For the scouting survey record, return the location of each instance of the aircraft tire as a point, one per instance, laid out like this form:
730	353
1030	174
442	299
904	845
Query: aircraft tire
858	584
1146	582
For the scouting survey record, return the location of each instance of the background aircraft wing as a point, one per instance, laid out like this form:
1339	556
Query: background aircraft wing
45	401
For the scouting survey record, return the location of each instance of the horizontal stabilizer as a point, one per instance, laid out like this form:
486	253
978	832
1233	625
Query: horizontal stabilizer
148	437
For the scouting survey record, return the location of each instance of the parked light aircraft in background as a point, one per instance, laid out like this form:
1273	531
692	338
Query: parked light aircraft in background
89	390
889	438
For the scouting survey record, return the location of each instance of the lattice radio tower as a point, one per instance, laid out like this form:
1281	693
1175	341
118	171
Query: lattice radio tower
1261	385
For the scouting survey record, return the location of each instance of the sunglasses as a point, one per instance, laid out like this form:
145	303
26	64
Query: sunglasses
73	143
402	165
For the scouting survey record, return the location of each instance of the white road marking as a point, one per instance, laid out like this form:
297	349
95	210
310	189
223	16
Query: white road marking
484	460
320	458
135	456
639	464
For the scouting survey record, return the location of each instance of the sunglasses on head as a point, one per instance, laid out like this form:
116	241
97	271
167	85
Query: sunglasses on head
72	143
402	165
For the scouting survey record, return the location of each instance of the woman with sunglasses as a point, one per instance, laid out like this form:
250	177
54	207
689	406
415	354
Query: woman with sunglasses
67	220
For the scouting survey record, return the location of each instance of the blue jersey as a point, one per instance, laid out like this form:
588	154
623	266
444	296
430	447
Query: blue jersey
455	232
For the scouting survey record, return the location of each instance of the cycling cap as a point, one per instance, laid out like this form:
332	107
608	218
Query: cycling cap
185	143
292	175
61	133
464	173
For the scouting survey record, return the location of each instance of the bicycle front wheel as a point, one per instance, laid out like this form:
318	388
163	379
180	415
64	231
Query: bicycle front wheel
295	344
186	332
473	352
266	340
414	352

........

Retype the listing above, exactly and in full.

For the scouting survey record, return the location of each instance of the aircraft tire as a point, one per instance, laid out like this form:
730	353
1030	174
442	299
904	845
Query: aircraft tire
858	584
1146	582
For the scouting survey record, return the location of each instance of the background aircraft wing as a point, one per instance, laid out like this form:
1339	556
Query: background aircraft wing
45	401
For the scouting survey record, return the location of each instance of the horizontal stabilizer as a point, one per instance, laid out like this form:
486	253
978	832
1233	625
Query: horizontal stabilizer
148	437
For the scouting survey record, return the location of each instance of the parked light aircraft in background as a point, one per instance, laid out like this form:
1273	531
692	338
Query: parked light aircraft in background
89	390
889	438
For the scouting survey record, return the location of each instance of the lattice radio tower as a point, one per instance, laid out like this form:
1281	693
1175	341
118	171
Query: lattice radio tower
1261	385
For the scouting survey record, return the location of each instance of the sunglasses as a point, one per instance, laid out like this form:
145	303
26	64
Query: sunglasses
73	143
402	165
For the scouting survey record, return the location of each instance of the white road marking as a point, one per instance, laid out like this form:
297	349
95	210
310	189
223	16
Query: white road marking
484	460
320	458
135	456
639	464
For the scouting survey record, return the location of each instance of the sunglasses on head as a point, one per instance, laid out like this form:
116	241
97	271
167	85
Query: sunglasses on head
72	143
402	165
For the scouting survey record, return the location of each instance of the woman with sunglasses as a point, one per instance, laid out like this form:
250	177
54	207
689	406
415	354
Query: woman with sunglasses
67	220
For the scouting survey record, return the location of each instance of the blue jersey as a point, one per instance, laid out like this form:
588	154
623	266
444	296
430	447
Query: blue jersey
455	232
For the scouting survey record, return the location of each instance of the cycling cap as a point, one per instance, laid out like this form:
332	107
608	218
Query: cycling cap
185	143
292	175
61	133
464	173
For the scouting survey record, return the location of each instance of the bicycle front wheel as a point, one per instance, laid out like this form:
318	388
163	379
180	415
64	231
Query: bicycle front wheel
295	344
186	332
473	352
266	340
414	352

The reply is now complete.